▶ **USING THE INFORMATION**
a. Rewrite the forum thread's paragraph that starts "I've spent a few more hours Googling" as a short bulleted list that keeps its main facts.
b. Reproduce word for word the part of the forum thread below that opens with the words containing "I just updated" and closes with "9563 (May 26, 2015)".

▶ **EXCERPT PROVIDED**
# Can't get mail after update



## Deleted member 9563 (May 24, 2015)

I just updated my FreeBSD 10.1-RELEASE and all works fine except mail/claws-mail cannot get mail anymore. Using port 995 it just times out. No configuration (of anything) has been changed from what worked before the update and claws is also still the same version.

I think this is a network services problem because I discovered that if I stop OpenVPN I can get mail. Restart the OpenVPN and Claws times out again. What could have changed with just an update? `sockstat` shows no port 995.

Been looking at this for a while, so I could use a hint or two on how to diagnose, or where to go from here. Thanks.


----------



## Deleted member 9563 (May 26, 2015)

I've spent a few more hours Googling and trying to find out what could have changed with an update. I can't find anything. Router is untouched, OpenVPN setup is untouched, networking files untouched and look like they used to. No firewall on FreeBSD. I can ping the mail server with or without OpenVPN running. I'm just going to live with using webmail, or disabling VPN prior to checking mail every time. Hopefully whatever it is will work again after some future update.


----------



## gkontos (May 26, 2015)

So, `sockstat -4` shows no service bind on port 995, only when OpenVPN is up?


----------



## Deleted member 9563 (May 27, 2015)

Actually, `sockstat -4` shows no port 995 with or without OpenVPN. Just now I checked with an external port checking service, and the result for port 995 is also closed, with or without OpenVPN.

Edit: Correction, I see now it does show port 995 during when I make a request. But it will only connect when VPN is off. This is to two different commercial servers.


----------

Items from a dataset:
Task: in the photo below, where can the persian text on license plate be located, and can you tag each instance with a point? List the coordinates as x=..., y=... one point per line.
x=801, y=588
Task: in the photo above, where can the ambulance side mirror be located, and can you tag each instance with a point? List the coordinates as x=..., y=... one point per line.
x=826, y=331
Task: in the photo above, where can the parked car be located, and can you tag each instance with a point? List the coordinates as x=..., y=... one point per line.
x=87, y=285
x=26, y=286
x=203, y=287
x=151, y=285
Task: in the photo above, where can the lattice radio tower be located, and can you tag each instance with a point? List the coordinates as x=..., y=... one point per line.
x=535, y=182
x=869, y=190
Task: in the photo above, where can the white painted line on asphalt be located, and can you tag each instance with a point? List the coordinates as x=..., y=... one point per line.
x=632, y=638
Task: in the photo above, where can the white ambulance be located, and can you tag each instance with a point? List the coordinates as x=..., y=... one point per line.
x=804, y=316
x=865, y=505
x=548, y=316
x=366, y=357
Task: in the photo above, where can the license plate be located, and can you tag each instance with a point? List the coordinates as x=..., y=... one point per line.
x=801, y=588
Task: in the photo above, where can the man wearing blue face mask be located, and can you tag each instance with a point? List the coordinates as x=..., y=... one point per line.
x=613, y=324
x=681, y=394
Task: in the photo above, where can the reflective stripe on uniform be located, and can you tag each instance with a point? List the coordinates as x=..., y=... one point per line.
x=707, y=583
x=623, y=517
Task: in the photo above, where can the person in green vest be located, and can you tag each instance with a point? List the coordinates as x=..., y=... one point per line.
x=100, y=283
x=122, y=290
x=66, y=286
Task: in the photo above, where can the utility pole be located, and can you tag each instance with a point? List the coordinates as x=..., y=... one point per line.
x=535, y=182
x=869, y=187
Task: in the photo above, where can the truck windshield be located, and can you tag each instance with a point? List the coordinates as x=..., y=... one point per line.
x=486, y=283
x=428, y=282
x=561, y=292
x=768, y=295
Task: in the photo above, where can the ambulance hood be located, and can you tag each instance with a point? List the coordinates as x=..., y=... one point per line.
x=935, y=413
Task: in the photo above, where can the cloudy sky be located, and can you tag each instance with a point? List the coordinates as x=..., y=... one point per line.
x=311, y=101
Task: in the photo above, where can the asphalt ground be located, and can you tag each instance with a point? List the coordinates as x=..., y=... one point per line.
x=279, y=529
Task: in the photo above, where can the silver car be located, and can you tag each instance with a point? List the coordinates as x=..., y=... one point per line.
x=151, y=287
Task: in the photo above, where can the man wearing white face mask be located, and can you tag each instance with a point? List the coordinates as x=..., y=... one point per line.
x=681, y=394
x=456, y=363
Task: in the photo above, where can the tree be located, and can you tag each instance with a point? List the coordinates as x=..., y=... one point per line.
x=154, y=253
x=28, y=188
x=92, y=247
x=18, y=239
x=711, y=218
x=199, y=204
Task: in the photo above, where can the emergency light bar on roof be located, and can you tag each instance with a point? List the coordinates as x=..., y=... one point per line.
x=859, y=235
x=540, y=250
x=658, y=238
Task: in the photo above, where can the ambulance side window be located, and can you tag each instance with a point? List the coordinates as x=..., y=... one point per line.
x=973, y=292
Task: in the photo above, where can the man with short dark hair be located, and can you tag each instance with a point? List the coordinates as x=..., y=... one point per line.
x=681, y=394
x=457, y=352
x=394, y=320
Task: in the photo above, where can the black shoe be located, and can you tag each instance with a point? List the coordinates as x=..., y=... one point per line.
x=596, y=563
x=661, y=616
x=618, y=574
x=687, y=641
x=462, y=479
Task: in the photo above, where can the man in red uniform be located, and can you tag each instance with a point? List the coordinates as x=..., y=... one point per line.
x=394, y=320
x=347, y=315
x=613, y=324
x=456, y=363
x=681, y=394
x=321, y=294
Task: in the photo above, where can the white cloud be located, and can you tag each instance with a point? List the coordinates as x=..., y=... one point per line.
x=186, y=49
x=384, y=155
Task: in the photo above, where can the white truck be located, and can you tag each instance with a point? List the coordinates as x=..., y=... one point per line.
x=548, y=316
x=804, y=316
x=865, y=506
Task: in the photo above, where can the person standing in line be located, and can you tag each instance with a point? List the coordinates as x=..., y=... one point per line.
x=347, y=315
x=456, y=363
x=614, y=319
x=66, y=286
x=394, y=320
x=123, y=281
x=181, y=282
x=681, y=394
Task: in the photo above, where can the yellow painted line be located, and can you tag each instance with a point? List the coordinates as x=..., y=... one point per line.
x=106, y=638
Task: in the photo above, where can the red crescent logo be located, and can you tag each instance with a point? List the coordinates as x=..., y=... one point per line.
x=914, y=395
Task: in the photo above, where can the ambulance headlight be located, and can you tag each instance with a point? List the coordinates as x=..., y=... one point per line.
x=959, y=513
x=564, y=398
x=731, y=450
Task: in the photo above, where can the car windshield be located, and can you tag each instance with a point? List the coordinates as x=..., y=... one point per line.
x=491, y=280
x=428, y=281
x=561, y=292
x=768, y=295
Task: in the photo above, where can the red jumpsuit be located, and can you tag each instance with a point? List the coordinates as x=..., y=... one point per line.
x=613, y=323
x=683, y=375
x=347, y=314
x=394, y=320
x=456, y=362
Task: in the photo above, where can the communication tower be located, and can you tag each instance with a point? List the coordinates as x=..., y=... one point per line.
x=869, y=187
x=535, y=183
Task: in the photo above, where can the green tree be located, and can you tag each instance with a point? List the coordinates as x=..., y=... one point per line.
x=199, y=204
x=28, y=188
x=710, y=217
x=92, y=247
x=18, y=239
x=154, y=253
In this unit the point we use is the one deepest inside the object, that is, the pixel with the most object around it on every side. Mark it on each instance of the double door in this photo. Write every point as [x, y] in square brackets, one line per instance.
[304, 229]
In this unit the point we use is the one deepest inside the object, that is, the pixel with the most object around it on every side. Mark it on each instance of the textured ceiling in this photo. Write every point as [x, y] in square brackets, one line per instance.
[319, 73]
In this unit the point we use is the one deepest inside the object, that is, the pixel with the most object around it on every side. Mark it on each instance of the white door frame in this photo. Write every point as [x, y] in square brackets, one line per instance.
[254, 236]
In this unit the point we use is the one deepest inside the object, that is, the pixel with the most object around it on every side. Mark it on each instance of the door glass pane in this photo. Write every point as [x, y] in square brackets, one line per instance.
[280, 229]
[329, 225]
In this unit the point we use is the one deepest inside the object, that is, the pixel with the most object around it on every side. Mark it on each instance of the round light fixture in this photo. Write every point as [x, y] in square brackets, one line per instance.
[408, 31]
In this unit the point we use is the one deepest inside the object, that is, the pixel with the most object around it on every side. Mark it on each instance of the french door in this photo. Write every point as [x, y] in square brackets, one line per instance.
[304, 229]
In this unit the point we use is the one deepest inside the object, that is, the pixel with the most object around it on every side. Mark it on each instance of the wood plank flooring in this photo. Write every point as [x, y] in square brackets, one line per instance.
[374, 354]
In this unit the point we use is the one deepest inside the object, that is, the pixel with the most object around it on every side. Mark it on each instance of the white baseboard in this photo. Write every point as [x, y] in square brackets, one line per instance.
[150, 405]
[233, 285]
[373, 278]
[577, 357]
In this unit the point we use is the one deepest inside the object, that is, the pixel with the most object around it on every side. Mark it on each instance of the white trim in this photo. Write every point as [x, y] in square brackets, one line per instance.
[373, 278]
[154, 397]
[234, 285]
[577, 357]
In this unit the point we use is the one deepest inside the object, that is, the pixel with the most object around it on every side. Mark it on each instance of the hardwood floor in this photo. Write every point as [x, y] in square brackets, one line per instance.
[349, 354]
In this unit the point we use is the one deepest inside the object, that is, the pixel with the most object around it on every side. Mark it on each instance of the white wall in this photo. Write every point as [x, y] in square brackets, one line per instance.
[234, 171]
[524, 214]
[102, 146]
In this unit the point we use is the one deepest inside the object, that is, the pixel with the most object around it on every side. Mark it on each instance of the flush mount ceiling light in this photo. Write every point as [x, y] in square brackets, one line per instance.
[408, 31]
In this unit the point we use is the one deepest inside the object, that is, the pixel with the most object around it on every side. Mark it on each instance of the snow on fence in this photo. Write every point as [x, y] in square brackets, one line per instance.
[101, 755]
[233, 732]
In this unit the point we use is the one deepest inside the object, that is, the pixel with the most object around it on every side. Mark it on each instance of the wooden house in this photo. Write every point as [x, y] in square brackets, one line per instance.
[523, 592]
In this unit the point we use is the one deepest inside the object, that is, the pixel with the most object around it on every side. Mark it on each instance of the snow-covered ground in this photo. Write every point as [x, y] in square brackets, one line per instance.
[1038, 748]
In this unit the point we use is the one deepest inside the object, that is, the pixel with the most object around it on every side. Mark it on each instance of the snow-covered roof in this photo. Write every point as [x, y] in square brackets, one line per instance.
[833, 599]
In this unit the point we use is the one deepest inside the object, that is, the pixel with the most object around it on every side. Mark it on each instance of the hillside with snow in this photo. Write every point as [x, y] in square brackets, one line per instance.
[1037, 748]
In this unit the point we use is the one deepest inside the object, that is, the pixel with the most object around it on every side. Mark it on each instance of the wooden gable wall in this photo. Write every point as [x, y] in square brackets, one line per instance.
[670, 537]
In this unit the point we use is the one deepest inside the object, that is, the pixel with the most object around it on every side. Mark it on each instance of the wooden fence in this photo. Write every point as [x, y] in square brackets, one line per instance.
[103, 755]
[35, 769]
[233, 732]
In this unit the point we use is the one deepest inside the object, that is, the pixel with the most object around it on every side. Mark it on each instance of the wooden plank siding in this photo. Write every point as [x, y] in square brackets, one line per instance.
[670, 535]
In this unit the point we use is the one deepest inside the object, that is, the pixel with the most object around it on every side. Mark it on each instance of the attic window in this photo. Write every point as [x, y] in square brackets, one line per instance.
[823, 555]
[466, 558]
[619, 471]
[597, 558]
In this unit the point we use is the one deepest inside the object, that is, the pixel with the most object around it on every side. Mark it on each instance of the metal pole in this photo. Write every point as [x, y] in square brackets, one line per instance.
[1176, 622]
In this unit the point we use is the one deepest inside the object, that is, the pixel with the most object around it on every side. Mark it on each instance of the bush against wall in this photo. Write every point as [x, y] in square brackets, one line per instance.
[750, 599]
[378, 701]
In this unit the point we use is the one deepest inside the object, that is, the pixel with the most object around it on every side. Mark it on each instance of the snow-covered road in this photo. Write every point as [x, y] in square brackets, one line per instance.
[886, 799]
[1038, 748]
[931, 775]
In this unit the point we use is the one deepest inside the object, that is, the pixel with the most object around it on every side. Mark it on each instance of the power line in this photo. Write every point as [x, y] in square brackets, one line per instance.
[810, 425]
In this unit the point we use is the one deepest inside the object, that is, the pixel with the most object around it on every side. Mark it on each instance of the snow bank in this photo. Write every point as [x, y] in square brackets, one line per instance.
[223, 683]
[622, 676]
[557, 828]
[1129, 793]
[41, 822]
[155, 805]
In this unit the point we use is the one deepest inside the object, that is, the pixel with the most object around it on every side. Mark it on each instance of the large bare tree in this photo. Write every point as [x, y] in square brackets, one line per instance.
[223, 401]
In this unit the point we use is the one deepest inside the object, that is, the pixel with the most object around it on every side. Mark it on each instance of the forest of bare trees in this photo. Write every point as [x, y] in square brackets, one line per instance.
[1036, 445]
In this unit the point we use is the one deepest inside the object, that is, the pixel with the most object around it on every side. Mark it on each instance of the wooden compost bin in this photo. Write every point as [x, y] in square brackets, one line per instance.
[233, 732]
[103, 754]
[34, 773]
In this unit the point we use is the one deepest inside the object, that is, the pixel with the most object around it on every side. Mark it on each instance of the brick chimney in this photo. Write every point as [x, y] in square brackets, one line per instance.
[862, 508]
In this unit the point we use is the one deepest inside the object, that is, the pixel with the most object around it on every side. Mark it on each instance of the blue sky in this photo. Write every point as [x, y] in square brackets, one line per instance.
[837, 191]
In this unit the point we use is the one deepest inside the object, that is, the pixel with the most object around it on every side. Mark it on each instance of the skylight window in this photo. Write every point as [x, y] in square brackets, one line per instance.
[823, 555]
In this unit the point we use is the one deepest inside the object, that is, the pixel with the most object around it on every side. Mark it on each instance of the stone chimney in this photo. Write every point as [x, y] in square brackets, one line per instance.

▶ **RESULTS IN ORDER**
a.
- Several more hours of searching turned up nothing about what the update could have changed.
- The router, the OpenVPN setup and the networking files are untouched and look as they used to.
- FreeBSD has no firewall running.
- The mail server can be pinged with or without OpenVPN running.
- The plan is to use webmail or turn off the VPN before each mail check, in the hope that a future update fixes the problem.

b.
I just updated my FreeBSD 10.1-RELEASE and all works fine except mail/claws-mail cannot get mail anymore. Using port 995 it just times out. No configuration (of anything) has been changed from what worked before the update and claws is also still the same version.

I think this is a network services problem because I discovered that if I stop OpenVPN I can get mail. Restart the OpenVPN and Claws times out again. What could have changed with just an update? `sockstat` shows no port 995.

Been looking at this for a while, so I could use a hint or two on how to diagnose, or where to go from here. Thanks.


----------



## Deleted member 9563 (May 26, 2015)